== PROBLEMS AND TASKS ==
A - In the comments on polarizing filters below, rewrite the paragraph beginning "Honestly it's a tough call" as a short list that keeps its main points.
B - Using the comments on polarizing filters below, decide whether each statement agrees with them. Answer yes or no for each, and quote the words that decide it.
(i) The commenter from Florida finds that the UV film in hurricane-proof windows works well with polarizer filters.
(ii) One commenter says quality is directly associated with price for polarizers and ND filters.
(iii) The first commenter turned on all the lights in the room when starting out in real estate photography.
C - Resume the comments on polarizing filters below with one more comment, starting after the last sentence shown.

== TEXT ==
»»

This is a really good video. Thanks! But in your examples, I think some parts were better with some reflection, when you removed the reflection it looked more flat. Maybe a middle is better. Actually on the living room the after pic is definitely with a flash or something, the light and shadows look way different. It's a bit misleading to use that as an example. In my opinion flat light like that does not look better. When I started out with RE photo I was turning on all lights in the room, but eventually found it was better to let the natural light do the main work, it made for more pleasant looking shadows and even walls, without these bloom spots on the walls from this one strong lamp. Definitely polarizing is good some times, but I'd be careful to not overdo it.
The first video I see of someone explaining why this is a great tool. I'm switching from environmental photography to do interior architectural photo, and it really drew me off why the salesman at a very reputable camera store in NY would not get why I need a good polarized filter and only wide lenses that can work with it. ... Thanks for sharing this. I was beginning to think I was crazy
I live in Florida, Hurricane proof windows have UV film inside that works TERRIBLY with Polarizer filters. Glass looks all smudged and gross. It's impossible to use it for floors because once you remove it you move your camera too much
Honestly it's a tough call because I have not tried them all, but I can give you some advice I have noticed to be true over time for my personal workflow. 1) Quality is directly associated with price for polarizers and ND filters. The cheaper ones tend to have lots of issues with banding and the vignetting you brought up. 2) I recommend buying one that fits your largest piece of glass and using step down filters. This allows you to spend more on 1 nice filter and use it across all your other lenses with stepdowns and it helps remove some of that vignetting by only shooting through the middle of the lens. I personally recommend the wonderpana system, but I have also used the big Lee filters and the Peter McKinnon colab with Polar Pro. They are all expensive options, but the quality of the image you produce with them compared to the cheap K&F brand is night and day.

««

== COLLECTED MATERIAL ==
»»

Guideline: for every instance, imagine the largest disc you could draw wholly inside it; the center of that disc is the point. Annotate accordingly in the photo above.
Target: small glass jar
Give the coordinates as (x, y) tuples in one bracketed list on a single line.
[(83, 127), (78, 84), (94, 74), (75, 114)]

««

== OUTPUTS ==
A -
- The writer hasn't tried every filter, so the advice comes from their own workflow.
- Price tracks quality for polarizers and ND filters. Cheaper ones often have banding and vignetting.
- Buy one filter that fits your largest lens and use step-down filters for the others. This lets you spend more on one good filter, and shooting through only the middle of the lens reduces vignetting.
- The writer recommends the Wonderpana system and has also used the big Lee filters and the Peter McKinnon collaboration with Polar Pro.
- All of these are expensive, but their image quality is far better than the cheap K&F brand.

B -
(i) No: "Hurricane proof windows have UV film inside that works TERRIBLY with Polarizer filters."
(ii) Yes: "Quality is directly associated with price for polarizers and ND filters."
(iii) Yes: "When I started out with RE photo I was turning on all lights in the room"

C -
Hey! Great video - do you still implement the CPL in your workflow? If so, is it mainly for HDR or do you use flash with the CPL as well? I tried using flash with a CPL once, but I had to crank my ad 200 up to full power even for medium size rooms to offset the loss of stops of light. Was debating if the CPL really is a game changer and if I need to upgrade to an ad600. Thanks!
Good question and I do still use it. Not only does it help my workflow for hardwoods and shiny surfaces, when I show up with this giant one agent and homeowners all still get impressed. What kind of camera are you shooting on? I use the A7iv and typically im shooting f7, iso 600 and about 1/50 as a starting point and my AD200 is between 1/16(small bathrooms) 1/8(regular bathrooms) 1/4(bedrooms) 1/2(living rooms)
Good to know, thanks for the reply. I’m shooting on an a7R IV at f7.1 and iso320 since you can see more noise in the R line with the more megapixels. Maybe the iso is too low? But I constantly find myself shooting at full power and most times wanting more power, so I’m not sure if those settings I need a more powerful flash
@@Hhart94 I'm sure the ISO has a big deal to do with it. I can shoot up to 800-1000 ISO before seeing even the slightest bit of noise that's noticeable for the MLS images
how does it work when using the filter in bracket shooting? I would assume that finding a "happy medium" is the best approach in bracket mode. Any additional info or tips on polarize filter combine with bracket shooting would be cool.
Enjoying your channel Jeremy. I’m looking into a Laowa 15mm but worried about that heavy gradation/vignetting I see in wide angle examples elsewhere . Have you had success with any other polarizers on a wide angle or only that Wonderpana?
I can tell you I have the Laowa 12mm full frame e-mount and can't see any vignetting (or at least any that is obvious and distracting). But I also have the Laowa 9mm APSC and I have extreme problems with vignetting on that lens. I don't have any personal experience with the 15mm though so I can't really sway your decision either way for that one, but the wonderpana system is the polarizing system I use because it is easy to swap to multiple lenses. I know it's not a lot of information but hopefully it helps, and thanks for watching!
I am using the wonderpana 145mm polarizer for all my interiors mainly because it's one of the only things I found to fit the wide angle lenses I shoot with for RE.
Did I see you use Wonder Pana for sony 12-24G ? I'm thinking of getting that cus it is cheaper and smaller than the NISI. I think the NISI looks stupid big and a hassle to use.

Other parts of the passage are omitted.